§ Activity:
After reading the data, copy it out in full and exactly.

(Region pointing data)
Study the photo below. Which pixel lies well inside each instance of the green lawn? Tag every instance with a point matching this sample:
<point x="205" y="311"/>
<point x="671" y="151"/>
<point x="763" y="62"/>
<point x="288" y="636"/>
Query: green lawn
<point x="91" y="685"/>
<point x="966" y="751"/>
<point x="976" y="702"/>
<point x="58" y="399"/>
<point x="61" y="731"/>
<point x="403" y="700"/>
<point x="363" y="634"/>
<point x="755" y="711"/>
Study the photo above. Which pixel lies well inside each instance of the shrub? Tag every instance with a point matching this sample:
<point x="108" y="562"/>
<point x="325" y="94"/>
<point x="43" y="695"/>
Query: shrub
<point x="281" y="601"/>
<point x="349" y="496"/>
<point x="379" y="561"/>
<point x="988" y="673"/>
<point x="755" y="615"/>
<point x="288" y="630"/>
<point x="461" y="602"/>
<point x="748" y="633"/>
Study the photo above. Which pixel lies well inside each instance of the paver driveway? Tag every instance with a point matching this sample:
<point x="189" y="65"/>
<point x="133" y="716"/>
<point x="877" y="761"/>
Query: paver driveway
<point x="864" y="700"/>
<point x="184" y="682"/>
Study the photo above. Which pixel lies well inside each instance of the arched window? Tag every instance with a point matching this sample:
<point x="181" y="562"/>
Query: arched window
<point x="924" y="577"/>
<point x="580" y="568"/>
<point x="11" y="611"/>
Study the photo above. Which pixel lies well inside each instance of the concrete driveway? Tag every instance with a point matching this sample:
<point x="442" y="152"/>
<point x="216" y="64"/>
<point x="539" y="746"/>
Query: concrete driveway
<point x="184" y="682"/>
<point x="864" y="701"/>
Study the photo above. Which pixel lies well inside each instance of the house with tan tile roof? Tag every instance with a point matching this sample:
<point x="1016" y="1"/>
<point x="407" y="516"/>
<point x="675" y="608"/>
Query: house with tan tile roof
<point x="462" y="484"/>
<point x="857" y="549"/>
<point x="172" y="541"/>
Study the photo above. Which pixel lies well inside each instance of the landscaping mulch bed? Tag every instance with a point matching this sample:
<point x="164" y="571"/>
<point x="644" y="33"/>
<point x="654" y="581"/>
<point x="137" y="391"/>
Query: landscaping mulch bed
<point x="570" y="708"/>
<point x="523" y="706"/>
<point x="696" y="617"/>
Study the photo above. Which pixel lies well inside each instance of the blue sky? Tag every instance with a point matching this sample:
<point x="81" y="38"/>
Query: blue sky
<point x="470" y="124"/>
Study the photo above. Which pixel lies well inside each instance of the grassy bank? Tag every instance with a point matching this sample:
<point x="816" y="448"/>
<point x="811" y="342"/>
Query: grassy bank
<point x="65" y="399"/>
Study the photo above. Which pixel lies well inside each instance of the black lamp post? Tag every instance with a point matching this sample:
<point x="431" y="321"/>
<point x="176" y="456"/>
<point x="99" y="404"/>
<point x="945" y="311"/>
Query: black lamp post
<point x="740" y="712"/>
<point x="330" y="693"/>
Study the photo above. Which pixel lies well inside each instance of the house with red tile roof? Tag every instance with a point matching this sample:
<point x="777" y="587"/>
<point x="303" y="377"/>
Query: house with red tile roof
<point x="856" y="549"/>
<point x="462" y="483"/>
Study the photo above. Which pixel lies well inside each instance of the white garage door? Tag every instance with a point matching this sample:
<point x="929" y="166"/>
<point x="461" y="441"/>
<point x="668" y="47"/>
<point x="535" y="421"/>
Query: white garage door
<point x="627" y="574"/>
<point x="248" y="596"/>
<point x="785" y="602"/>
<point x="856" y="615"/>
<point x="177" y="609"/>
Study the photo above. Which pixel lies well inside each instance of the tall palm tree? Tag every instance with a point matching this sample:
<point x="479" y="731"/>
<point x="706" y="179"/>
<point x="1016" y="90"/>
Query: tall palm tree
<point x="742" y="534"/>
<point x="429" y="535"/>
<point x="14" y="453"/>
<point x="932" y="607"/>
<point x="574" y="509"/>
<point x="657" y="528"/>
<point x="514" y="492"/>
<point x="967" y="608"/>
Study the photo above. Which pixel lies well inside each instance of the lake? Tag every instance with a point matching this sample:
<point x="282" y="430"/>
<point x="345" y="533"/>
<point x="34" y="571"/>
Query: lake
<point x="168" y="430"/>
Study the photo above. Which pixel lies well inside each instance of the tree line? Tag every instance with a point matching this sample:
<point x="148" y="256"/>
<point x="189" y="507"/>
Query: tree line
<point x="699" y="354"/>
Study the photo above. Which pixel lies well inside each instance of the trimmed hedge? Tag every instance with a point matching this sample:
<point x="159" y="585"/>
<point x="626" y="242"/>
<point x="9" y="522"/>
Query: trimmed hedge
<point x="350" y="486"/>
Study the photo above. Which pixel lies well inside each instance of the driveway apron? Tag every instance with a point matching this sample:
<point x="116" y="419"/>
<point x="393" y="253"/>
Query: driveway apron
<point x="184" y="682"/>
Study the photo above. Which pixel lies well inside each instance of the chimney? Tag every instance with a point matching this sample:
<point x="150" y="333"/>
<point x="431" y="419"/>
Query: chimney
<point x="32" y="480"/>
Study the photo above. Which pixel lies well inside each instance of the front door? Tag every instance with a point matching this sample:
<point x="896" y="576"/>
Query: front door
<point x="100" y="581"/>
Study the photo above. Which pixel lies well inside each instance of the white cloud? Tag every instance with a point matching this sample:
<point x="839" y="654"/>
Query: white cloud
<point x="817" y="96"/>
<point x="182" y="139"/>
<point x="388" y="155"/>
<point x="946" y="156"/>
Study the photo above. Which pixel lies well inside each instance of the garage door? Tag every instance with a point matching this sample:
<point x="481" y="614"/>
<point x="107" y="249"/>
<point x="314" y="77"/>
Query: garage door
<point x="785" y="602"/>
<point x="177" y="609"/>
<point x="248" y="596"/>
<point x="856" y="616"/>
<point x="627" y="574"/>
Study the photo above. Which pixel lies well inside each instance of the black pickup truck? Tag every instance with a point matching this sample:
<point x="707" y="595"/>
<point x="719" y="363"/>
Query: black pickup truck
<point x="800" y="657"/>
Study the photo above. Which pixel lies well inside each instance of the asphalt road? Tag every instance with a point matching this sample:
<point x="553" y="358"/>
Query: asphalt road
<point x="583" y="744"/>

§ Task result:
Study the photo below. Which pixel lies well inside each instance of the green lawn? Tag every instance with a point matching this sample:
<point x="205" y="311"/>
<point x="671" y="151"/>
<point x="763" y="62"/>
<point x="288" y="636"/>
Query: green lawn
<point x="91" y="685"/>
<point x="966" y="751"/>
<point x="976" y="702"/>
<point x="58" y="399"/>
<point x="61" y="731"/>
<point x="403" y="700"/>
<point x="363" y="634"/>
<point x="755" y="711"/>
Study the photo above. Which pixel lies well inside each instance of the shrub? Tag every instance with a point matching this sample:
<point x="108" y="562"/>
<point x="325" y="94"/>
<point x="43" y="695"/>
Query: shrub
<point x="281" y="601"/>
<point x="349" y="496"/>
<point x="379" y="561"/>
<point x="988" y="673"/>
<point x="755" y="615"/>
<point x="288" y="630"/>
<point x="461" y="602"/>
<point x="748" y="633"/>
Study the photo above. Which pixel lies well inside each instance of the paver driveway? Tag every instance with a point matching this sample:
<point x="189" y="65"/>
<point x="133" y="716"/>
<point x="877" y="761"/>
Query: paver driveway
<point x="864" y="700"/>
<point x="184" y="682"/>
Study the photo above. Which pixel lies well inside each instance of the arched window? Tag every instance with a point matching this sample:
<point x="181" y="562"/>
Query: arched window
<point x="924" y="577"/>
<point x="580" y="568"/>
<point x="11" y="611"/>
Study the photo above. Which pixel lies well inside each instance of the concrete driveway? Tag every instance with a point matching this sample:
<point x="442" y="152"/>
<point x="216" y="64"/>
<point x="539" y="746"/>
Query: concrete driveway
<point x="184" y="682"/>
<point x="864" y="701"/>
Study the photo above. Which pixel lies well inside each instance of the house with tan tile roof? Tag every instance with a point matching this sample:
<point x="1016" y="1"/>
<point x="407" y="516"/>
<point x="675" y="608"/>
Query: house with tan tile roof
<point x="462" y="484"/>
<point x="857" y="549"/>
<point x="172" y="541"/>
Study the photo above. Which pixel lies well inside each instance of the landscaping mulch bed? Tag every instance with a point matching this sample:
<point x="164" y="571"/>
<point x="644" y="33"/>
<point x="654" y="581"/>
<point x="137" y="391"/>
Query: landscaping mulch bed
<point x="570" y="708"/>
<point x="523" y="706"/>
<point x="696" y="617"/>
Study the photo above. Which pixel lies well inside each instance of the blue sky? Tag every instance with a point matching this sample:
<point x="81" y="38"/>
Query: blue sky
<point x="470" y="124"/>
Study the photo above. Which pixel lies well inside each instance of the grassy bank? Tag every instance with a point matching this sample:
<point x="816" y="448"/>
<point x="811" y="342"/>
Query: grassy bank
<point x="65" y="399"/>
Study the photo above. Which pixel lies well inside each instance of the black lamp post? Tag every instance with a point matching this sample:
<point x="431" y="321"/>
<point x="176" y="456"/>
<point x="99" y="404"/>
<point x="945" y="311"/>
Query: black lamp post
<point x="740" y="712"/>
<point x="330" y="693"/>
Study the photo above. Which pixel lies well inside each instance of the house with red tile roof? Tag every instance with a point matching this sample:
<point x="777" y="587"/>
<point x="303" y="377"/>
Query: house with red tile roof
<point x="856" y="549"/>
<point x="462" y="483"/>
Study the photo above. Which pixel lies well inside each instance of the white garage door? Tag every instance with a point matching this sample:
<point x="929" y="166"/>
<point x="461" y="441"/>
<point x="668" y="47"/>
<point x="535" y="421"/>
Query: white garage door
<point x="627" y="574"/>
<point x="248" y="596"/>
<point x="785" y="602"/>
<point x="856" y="615"/>
<point x="177" y="609"/>
Study the photo above. Which pixel lies well inside each instance of the tall palm tree? Tag every instance with a point matching this sample:
<point x="479" y="731"/>
<point x="706" y="179"/>
<point x="1016" y="90"/>
Query: tall palm tree
<point x="742" y="534"/>
<point x="429" y="535"/>
<point x="14" y="453"/>
<point x="932" y="607"/>
<point x="574" y="509"/>
<point x="657" y="528"/>
<point x="514" y="492"/>
<point x="967" y="608"/>
Study the photo above. Which pixel lies well inside each instance of the lake? Tag every instance with a point matching this sample:
<point x="282" y="430"/>
<point x="345" y="533"/>
<point x="34" y="571"/>
Query: lake
<point x="168" y="430"/>
Study the photo above. Which pixel lies well inside each instance of the tree line? Tag every instance with a point matching this sample:
<point x="148" y="256"/>
<point x="189" y="507"/>
Query: tree line
<point x="699" y="354"/>
Study the photo above. Which pixel lies well inside each instance of the trimmed hedge? Tag every instance with a point matching this sample:
<point x="159" y="585"/>
<point x="626" y="242"/>
<point x="9" y="522"/>
Query: trimmed hedge
<point x="350" y="486"/>
Study the photo above. Which pixel lies well inside each instance of the driveway apron? Tag every instance with a point matching this sample:
<point x="116" y="419"/>
<point x="393" y="253"/>
Query: driveway apron
<point x="184" y="682"/>
Study the photo above. Which pixel lies well inside each instance of the chimney? Tag every instance with a point matching this sample:
<point x="150" y="333"/>
<point x="431" y="419"/>
Query: chimney
<point x="32" y="480"/>
Study the photo above. Which pixel lies well inside each instance of the front door? Tag every instance with a point matching this sample:
<point x="896" y="576"/>
Query: front door
<point x="100" y="581"/>
Study the photo above. Which pixel lies well inside each instance of the white cloud? Tag every instance with a point matching this sample:
<point x="839" y="654"/>
Query: white cloud
<point x="817" y="96"/>
<point x="182" y="139"/>
<point x="388" y="155"/>
<point x="946" y="156"/>
Study the photo above. Which pixel lies well inside each instance of the garage door? Tag every instance with a point matching this sample:
<point x="481" y="614"/>
<point x="107" y="249"/>
<point x="314" y="77"/>
Query: garage door
<point x="785" y="602"/>
<point x="177" y="609"/>
<point x="248" y="596"/>
<point x="856" y="616"/>
<point x="627" y="574"/>
Study the photo above. Which pixel lies well inside each instance of the black pickup truck? Tag every instance with a point matching this sample:
<point x="707" y="595"/>
<point x="719" y="363"/>
Query: black pickup truck
<point x="800" y="657"/>
Study the photo above. Which pixel lies well inside each instance of the asphalt road? Tag every instance with a point matching this sample:
<point x="553" y="358"/>
Query: asphalt road
<point x="583" y="744"/>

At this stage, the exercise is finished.